> **What you are asked to do**: Copy the items word for word, starting with the line that contains "any shop entrance." and continuing through the last line of the items. Leave the pictures out of your copy.

> **Input records**:
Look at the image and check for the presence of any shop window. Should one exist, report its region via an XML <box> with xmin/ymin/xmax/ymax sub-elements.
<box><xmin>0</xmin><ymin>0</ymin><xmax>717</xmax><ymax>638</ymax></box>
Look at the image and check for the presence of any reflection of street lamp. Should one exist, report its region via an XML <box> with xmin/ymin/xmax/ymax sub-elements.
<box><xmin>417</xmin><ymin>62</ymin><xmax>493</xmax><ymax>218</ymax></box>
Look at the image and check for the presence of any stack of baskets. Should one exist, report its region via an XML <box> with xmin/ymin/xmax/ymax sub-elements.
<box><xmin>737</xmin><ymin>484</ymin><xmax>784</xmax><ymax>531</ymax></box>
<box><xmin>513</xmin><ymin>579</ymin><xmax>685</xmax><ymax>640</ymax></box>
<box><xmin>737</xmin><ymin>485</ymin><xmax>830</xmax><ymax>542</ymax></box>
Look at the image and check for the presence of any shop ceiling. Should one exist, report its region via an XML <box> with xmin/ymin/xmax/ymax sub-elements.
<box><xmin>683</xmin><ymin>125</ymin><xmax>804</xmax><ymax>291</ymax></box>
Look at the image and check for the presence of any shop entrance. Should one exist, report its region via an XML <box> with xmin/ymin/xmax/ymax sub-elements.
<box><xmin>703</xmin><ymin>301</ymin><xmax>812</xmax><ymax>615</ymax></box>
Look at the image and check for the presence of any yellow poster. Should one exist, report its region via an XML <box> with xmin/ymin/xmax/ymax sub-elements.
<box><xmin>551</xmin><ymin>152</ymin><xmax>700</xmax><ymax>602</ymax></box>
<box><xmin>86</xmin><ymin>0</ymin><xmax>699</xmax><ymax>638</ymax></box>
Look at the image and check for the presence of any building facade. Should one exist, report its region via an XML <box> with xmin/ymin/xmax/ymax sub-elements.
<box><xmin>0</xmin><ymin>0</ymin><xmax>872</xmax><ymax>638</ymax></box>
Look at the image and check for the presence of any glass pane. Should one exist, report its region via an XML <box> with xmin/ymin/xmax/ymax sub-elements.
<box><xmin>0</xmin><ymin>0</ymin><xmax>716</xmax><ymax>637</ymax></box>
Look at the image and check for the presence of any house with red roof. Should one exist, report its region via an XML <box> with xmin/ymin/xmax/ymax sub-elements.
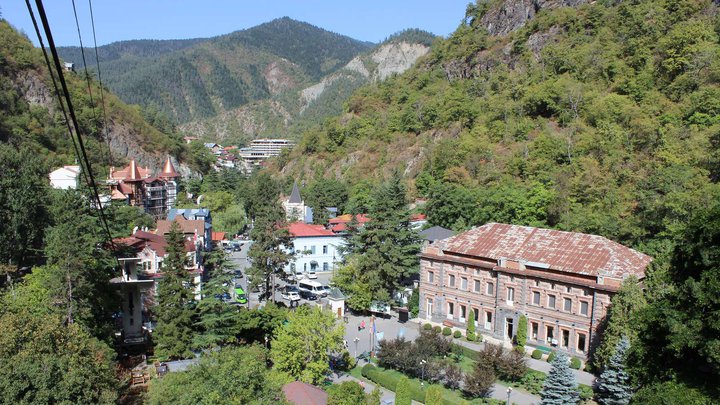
<box><xmin>285</xmin><ymin>222</ymin><xmax>345</xmax><ymax>274</ymax></box>
<box><xmin>419</xmin><ymin>223</ymin><xmax>652</xmax><ymax>357</ymax></box>
<box><xmin>106</xmin><ymin>157</ymin><xmax>180</xmax><ymax>217</ymax></box>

> **Answer to this task**:
Look at the image and check for the presence of any shop entrance. Should one exist, report its region via an XML <box> with xmin/ymin/xmax/ymax sub-elements.
<box><xmin>703</xmin><ymin>301</ymin><xmax>812</xmax><ymax>615</ymax></box>
Look at the image and check for the presence of any yellow poster. Should one exist, report its region via an XML <box> with xmin/ymin/xmax/ymax sub-elements.
<box><xmin>551</xmin><ymin>152</ymin><xmax>700</xmax><ymax>602</ymax></box>
<box><xmin>86</xmin><ymin>0</ymin><xmax>699</xmax><ymax>638</ymax></box>
Look at the image and check for the presence of any building facade. Should one exist, report its region via an XML <box> with xmin/ymin/xmax/ymax sub-elements.
<box><xmin>0</xmin><ymin>0</ymin><xmax>872</xmax><ymax>638</ymax></box>
Look at the image and check for the presence of any glass pane. Should one exist, report its region via an XML <box> with xmin/ymin/xmax/ymax sub-elements.
<box><xmin>0</xmin><ymin>0</ymin><xmax>716</xmax><ymax>637</ymax></box>
Look at the image and check for the presence of any house with red roof. Should one exist, report its region via an XML <box> with xmin/ymin/xmax/ymax sub-elements.
<box><xmin>285</xmin><ymin>222</ymin><xmax>345</xmax><ymax>274</ymax></box>
<box><xmin>419</xmin><ymin>223</ymin><xmax>652</xmax><ymax>357</ymax></box>
<box><xmin>106</xmin><ymin>157</ymin><xmax>180</xmax><ymax>217</ymax></box>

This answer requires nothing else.